Can you recast the rows below as a JSON list of strings, with one string for each line and blank lines left out?

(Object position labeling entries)
################

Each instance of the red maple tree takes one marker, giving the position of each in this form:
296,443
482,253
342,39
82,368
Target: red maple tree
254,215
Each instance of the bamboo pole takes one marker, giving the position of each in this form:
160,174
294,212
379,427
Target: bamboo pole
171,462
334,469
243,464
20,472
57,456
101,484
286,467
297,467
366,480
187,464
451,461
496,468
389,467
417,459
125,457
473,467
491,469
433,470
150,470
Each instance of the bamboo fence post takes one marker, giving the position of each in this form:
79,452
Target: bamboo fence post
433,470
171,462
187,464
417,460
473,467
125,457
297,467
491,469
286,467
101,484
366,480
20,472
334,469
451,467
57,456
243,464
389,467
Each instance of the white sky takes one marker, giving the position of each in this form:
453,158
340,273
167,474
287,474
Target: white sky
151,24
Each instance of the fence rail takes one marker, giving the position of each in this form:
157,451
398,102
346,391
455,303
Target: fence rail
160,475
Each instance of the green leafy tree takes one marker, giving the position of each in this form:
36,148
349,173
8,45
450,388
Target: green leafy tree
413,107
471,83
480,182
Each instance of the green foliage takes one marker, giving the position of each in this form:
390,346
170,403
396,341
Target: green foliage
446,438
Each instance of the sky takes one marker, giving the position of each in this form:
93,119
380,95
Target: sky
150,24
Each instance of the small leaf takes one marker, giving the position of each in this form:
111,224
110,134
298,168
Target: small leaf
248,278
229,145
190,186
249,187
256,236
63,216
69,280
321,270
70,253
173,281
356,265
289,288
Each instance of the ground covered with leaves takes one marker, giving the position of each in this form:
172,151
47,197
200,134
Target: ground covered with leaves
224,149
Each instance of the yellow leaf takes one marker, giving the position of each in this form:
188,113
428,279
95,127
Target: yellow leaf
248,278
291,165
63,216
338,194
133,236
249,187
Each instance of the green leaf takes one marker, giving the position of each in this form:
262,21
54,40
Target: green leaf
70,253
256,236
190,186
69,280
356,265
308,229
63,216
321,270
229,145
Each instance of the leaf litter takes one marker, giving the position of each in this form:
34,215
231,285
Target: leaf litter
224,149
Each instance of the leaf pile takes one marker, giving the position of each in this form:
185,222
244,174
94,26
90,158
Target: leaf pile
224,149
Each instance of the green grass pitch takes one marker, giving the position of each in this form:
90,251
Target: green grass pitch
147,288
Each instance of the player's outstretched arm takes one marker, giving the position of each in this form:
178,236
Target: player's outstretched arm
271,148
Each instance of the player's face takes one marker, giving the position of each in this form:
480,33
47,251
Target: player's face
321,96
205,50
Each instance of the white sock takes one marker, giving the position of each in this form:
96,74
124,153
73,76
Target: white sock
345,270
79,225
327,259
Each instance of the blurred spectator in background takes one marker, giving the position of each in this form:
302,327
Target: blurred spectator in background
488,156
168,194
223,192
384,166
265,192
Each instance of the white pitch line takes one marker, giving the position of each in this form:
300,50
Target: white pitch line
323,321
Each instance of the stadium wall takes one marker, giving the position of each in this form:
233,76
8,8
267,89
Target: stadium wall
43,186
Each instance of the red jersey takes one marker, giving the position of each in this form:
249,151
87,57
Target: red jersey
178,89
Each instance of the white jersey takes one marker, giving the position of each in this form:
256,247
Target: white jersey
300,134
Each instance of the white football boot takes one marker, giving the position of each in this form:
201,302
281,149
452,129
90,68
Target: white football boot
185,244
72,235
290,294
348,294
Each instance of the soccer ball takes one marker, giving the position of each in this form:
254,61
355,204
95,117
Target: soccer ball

################

RESPONSE:
[
  "Each instance of the red maple tree takes one marker, giving the position of each in this form:",
  "296,443",
  "482,253",
  "342,39",
  "82,368",
  "Target: red maple tree",
  "254,215",
  "Each instance of the bamboo pole takes one marker, giving the position of each in this form:",
  "160,174",
  "294,212",
  "379,427",
  "Target: bamboo pole",
  "171,462",
  "334,469",
  "243,464",
  "20,472",
  "57,456",
  "101,484",
  "286,467",
  "297,467",
  "366,480",
  "187,464",
  "451,461",
  "496,468",
  "389,467",
  "417,459",
  "125,457",
  "473,467",
  "491,469",
  "433,470",
  "150,470",
  "Each instance of the bamboo fence post takes one marker, giving the position of each in this form:",
  "79,452",
  "Target: bamboo fence post",
  "433,470",
  "171,462",
  "187,464",
  "417,460",
  "473,467",
  "125,457",
  "297,467",
  "491,469",
  "286,467",
  "101,484",
  "366,480",
  "20,472",
  "334,469",
  "451,467",
  "57,456",
  "243,464",
  "389,467",
  "Each instance of the white sky takes one marker, giving the position of each in this form:",
  "453,158",
  "340,273",
  "167,474",
  "287,474",
  "Target: white sky",
  "151,24",
  "Each instance of the fence rail takes one marker, giving the position of each in this form:",
  "157,451",
  "398,102",
  "346,391",
  "455,303",
  "Target: fence rail",
  "160,475",
  "Each instance of the green leafy tree takes one marker, giving the position of each in this form:",
  "36,148",
  "349,173",
  "8,45",
  "450,388",
  "Target: green leafy tree",
  "413,107",
  "471,83",
  "480,182",
  "Each instance of the green foliage takes one marker, giving the position of each in this form:",
  "390,346",
  "170,403",
  "396,341",
  "Target: green foliage",
  "446,438",
  "Each instance of the sky takes one marker, giving the position of each in this form:",
  "93,119",
  "380,95",
  "Target: sky",
  "150,24",
  "Each instance of the small leaf takes one marker, giving the position of each in this form:",
  "111,224",
  "110,134",
  "298,168",
  "Target: small leaf",
  "248,278",
  "229,145",
  "190,186",
  "249,187",
  "256,236",
  "63,216",
  "69,280",
  "321,270",
  "70,253",
  "173,281",
  "356,265",
  "289,288",
  "Each instance of the ground covered with leaves takes one marker, giving the position of each in this form:",
  "172,151",
  "47,197",
  "200,134",
  "Target: ground covered with leaves",
  "224,149",
  "Each instance of the yellow leaf takes one marker, giving the position of each in this form:",
  "188,113",
  "428,279",
  "95,127",
  "Target: yellow leaf",
  "248,278",
  "291,165",
  "63,216",
  "338,194",
  "133,236",
  "249,187",
  "Each instance of the green leaf takes one marker, giving the position of each in this form:",
  "262,21",
  "54,40",
  "Target: green leaf",
  "70,253",
  "256,236",
  "190,186",
  "69,280",
  "356,265",
  "308,229",
  "63,216",
  "321,270",
  "229,145",
  "Each instance of the leaf litter takes one marker, giving the position of each in this form:",
  "34,215",
  "231,285",
  "Target: leaf litter",
  "224,149",
  "Each instance of the leaf pile takes one marker, giving the position of each in this form:",
  "185,222",
  "244,174",
  "94,26",
  "90,158",
  "Target: leaf pile",
  "224,149",
  "Each instance of the green grass pitch takes one marker, giving the position of each in this form:",
  "90,251",
  "Target: green grass pitch",
  "147,288",
  "Each instance of the player's outstretched arm takes one marker, giving the position of each in this form:",
  "178,236",
  "Target: player's outstretched arm",
  "271,148",
  "Each instance of the player's face takes one marker, giving the position of each in this form:",
  "480,33",
  "47,251",
  "Target: player's face",
  "321,96",
  "205,50",
  "Each instance of the white sock takes one marker, giving the position of each in this form:",
  "96,74",
  "124,153",
  "73,76",
  "Target: white sock",
  "345,270",
  "79,225",
  "327,259",
  "Each instance of the blurred spectator in background takes one marker, giving the position of each in this form:",
  "302,327",
  "Target: blurred spectator in background",
  "488,156",
  "168,194",
  "223,192",
  "384,166",
  "265,192",
  "Each instance of the white pitch line takes one marker, giving the position of each in this form:",
  "300,50",
  "Target: white pitch line",
  "323,321",
  "Each instance of the stadium wall takes one marker, giving the position of each in this form:",
  "233,76",
  "8,8",
  "267,89",
  "Target: stadium wall",
  "43,186",
  "Each instance of the red jersey takes one marker, giving the position of each in this form:",
  "249,151",
  "87,57",
  "Target: red jersey",
  "178,89",
  "Each instance of the white jersey takes one marker, giving the position of each in this form:",
  "256,247",
  "Target: white jersey",
  "300,134",
  "Each instance of the white football boot takes one marker, giving the position of each in this form:",
  "201,302",
  "281,149",
  "452,129",
  "90,68",
  "Target: white football boot",
  "185,244",
  "72,235",
  "290,294",
  "348,294",
  "Each instance of the soccer ball takes one marker, giving the position of each in this form:",
  "254,61",
  "355,204",
  "95,117",
  "Target: soccer ball"
]